◆ EXERCISE DIRECTIONS
Rewrite the records as a numbered list with no blank lines, starting at the beginning and ending at the line that contains "0 420 L 1185".

● ● ● ● ●

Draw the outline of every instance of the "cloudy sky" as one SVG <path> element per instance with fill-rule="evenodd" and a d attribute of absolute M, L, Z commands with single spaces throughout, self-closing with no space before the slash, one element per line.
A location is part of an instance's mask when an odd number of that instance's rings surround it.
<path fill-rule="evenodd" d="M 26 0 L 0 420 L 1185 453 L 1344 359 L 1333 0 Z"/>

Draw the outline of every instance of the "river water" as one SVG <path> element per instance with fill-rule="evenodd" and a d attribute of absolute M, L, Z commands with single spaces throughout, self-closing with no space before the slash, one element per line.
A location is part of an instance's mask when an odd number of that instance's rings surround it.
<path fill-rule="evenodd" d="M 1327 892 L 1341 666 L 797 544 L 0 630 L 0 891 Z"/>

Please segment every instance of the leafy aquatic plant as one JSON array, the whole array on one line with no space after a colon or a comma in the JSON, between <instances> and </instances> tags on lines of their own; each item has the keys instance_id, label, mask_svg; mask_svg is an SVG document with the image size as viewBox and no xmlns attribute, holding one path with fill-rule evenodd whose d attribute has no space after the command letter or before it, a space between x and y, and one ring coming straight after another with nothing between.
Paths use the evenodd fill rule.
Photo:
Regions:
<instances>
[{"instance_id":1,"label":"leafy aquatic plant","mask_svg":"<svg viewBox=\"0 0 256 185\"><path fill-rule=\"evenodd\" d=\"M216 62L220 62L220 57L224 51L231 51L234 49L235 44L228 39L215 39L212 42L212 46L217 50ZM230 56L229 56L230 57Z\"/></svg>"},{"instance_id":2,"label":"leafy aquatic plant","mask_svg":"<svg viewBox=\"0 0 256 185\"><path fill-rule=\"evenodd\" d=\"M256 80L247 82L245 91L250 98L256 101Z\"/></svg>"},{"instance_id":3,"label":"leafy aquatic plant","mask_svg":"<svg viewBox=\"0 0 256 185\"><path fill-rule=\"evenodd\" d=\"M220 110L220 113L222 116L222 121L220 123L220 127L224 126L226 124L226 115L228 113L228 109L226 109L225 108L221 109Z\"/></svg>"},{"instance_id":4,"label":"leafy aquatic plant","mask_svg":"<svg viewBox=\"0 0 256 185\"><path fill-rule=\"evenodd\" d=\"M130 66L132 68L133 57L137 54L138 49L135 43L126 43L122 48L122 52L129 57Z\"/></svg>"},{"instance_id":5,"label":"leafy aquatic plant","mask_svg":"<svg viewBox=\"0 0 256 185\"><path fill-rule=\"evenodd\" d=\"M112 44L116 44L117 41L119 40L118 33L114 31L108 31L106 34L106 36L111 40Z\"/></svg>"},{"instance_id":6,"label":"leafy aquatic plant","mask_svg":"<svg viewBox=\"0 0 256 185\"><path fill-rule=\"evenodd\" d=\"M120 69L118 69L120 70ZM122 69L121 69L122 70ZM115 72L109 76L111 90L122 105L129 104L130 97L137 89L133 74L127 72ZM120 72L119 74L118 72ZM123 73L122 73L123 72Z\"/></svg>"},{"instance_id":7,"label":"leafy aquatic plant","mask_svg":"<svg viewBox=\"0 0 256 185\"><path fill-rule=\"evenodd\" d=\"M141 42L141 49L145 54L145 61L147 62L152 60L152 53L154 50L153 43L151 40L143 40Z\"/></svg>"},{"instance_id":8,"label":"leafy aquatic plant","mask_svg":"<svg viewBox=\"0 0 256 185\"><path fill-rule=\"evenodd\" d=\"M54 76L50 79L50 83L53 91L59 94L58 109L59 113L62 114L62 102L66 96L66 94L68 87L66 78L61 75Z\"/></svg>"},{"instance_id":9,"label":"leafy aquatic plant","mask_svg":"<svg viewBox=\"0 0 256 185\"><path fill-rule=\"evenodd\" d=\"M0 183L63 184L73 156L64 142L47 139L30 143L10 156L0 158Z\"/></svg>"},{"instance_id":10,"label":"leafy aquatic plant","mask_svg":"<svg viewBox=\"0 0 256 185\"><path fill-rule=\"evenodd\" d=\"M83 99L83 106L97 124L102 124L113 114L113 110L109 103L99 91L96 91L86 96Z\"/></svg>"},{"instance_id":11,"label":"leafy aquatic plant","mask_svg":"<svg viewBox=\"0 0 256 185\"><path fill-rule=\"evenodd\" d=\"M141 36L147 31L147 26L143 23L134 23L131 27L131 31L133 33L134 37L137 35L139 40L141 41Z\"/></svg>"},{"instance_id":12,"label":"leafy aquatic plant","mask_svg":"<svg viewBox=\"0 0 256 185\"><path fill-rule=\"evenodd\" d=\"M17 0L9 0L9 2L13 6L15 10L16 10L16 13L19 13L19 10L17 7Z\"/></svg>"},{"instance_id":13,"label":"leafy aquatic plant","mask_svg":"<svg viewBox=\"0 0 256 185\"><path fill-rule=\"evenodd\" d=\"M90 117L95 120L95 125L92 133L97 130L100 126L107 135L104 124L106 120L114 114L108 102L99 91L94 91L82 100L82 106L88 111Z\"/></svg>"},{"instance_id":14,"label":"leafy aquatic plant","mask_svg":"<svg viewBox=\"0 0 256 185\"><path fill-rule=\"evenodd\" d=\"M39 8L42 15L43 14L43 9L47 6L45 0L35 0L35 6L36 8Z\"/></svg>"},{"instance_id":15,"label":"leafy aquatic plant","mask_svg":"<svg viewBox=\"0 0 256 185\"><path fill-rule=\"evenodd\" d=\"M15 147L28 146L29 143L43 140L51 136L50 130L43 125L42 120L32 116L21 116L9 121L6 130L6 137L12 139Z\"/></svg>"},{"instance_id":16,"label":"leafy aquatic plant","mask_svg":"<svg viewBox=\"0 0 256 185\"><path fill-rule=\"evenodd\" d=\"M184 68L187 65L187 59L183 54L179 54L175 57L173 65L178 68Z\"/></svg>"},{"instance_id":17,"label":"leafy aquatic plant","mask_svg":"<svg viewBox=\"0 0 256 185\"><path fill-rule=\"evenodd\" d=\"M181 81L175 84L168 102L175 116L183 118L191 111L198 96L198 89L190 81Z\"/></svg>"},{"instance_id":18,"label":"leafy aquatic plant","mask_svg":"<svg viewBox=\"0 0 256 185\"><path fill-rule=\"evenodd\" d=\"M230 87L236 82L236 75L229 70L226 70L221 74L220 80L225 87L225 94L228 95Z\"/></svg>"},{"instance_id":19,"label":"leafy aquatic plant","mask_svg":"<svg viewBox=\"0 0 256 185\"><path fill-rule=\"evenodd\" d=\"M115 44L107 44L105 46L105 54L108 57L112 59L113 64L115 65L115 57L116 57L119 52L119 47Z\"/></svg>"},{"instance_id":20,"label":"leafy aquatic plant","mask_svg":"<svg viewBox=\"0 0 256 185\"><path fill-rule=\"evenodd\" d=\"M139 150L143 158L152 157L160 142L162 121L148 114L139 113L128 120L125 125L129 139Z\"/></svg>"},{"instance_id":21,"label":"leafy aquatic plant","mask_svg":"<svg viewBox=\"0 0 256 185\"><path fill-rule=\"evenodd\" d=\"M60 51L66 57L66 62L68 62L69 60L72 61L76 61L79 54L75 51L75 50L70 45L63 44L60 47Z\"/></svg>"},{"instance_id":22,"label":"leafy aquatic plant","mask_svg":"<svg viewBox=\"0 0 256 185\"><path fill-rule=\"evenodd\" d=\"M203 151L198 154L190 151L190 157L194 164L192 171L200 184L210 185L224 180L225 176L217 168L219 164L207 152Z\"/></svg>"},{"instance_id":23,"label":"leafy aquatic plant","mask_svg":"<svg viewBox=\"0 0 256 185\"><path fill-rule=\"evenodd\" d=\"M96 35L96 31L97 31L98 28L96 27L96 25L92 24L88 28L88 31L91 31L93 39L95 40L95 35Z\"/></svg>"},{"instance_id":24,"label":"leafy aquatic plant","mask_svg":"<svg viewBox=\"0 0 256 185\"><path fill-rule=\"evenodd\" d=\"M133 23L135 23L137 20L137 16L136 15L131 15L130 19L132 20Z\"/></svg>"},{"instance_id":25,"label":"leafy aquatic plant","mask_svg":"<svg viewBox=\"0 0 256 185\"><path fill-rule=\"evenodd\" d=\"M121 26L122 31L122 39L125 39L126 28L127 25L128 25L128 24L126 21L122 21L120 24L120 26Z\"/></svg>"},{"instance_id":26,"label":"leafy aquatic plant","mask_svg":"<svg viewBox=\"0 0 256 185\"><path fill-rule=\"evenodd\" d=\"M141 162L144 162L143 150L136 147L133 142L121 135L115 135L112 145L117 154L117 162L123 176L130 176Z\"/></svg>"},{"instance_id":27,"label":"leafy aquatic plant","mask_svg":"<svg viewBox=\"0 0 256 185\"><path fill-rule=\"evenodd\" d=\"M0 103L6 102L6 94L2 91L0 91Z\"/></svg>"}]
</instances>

● ● ● ● ●

◆ EXERCISE RESULT
1. Draw the outline of every instance of the "cloudy sky" as one SVG <path> element per instance with fill-rule="evenodd" and a d attribute of absolute M, L, Z commands with single spaces throughout, self-closing with no space before the slash, one element per line.
2. A location is part of an instance's mask when an odd number of that instance's rings surround it.
3. <path fill-rule="evenodd" d="M 26 0 L 0 420 L 1185 453 L 1344 359 L 1333 0 Z"/>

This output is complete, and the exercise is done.